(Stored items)
'''

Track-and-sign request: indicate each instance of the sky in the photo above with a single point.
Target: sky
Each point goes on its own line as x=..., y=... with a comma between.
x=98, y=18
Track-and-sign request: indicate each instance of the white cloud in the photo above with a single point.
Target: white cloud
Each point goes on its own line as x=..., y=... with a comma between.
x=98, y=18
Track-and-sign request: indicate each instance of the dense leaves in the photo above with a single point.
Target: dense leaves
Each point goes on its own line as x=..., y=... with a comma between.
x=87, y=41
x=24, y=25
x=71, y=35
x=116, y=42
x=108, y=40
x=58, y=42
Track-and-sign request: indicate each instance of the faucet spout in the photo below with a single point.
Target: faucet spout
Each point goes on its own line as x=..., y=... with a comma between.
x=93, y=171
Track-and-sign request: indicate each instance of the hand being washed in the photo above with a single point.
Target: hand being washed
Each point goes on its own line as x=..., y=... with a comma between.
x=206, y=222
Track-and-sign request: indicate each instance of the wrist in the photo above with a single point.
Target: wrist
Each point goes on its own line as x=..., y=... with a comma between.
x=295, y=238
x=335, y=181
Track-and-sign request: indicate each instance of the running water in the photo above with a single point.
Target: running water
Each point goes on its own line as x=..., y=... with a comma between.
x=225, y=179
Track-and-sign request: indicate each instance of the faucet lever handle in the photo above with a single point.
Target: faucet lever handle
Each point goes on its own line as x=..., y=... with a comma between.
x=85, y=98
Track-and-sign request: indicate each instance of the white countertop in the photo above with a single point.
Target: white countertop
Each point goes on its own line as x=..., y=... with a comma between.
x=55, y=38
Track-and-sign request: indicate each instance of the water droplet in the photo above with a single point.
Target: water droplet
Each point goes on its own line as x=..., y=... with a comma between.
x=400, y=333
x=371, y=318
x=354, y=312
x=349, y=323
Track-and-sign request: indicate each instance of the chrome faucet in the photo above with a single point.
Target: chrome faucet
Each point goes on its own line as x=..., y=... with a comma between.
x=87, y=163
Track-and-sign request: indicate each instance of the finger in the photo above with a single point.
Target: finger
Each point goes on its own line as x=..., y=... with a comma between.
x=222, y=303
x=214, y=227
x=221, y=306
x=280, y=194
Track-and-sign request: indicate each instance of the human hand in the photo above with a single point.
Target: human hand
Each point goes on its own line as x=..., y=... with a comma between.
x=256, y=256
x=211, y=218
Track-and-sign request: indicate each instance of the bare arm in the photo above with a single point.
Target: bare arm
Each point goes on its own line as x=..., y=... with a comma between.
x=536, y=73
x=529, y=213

'''

Work to complete >> Write out everything from the line containing "Track-and-sign request: indicate each instance of the chrome" down to the line containing "x=87, y=163", and nothing else. Keep the request lines as they are, but multiply each coordinate in the answer points by 2.2 and round it to a whole number, rounding halves up.

Final result >>
Track-and-sign request: indicate each instance of the chrome faucet in the photo above with a single point.
Target: chrome faucet
Each point goes on its own line as x=..., y=... with a comma between.
x=191, y=359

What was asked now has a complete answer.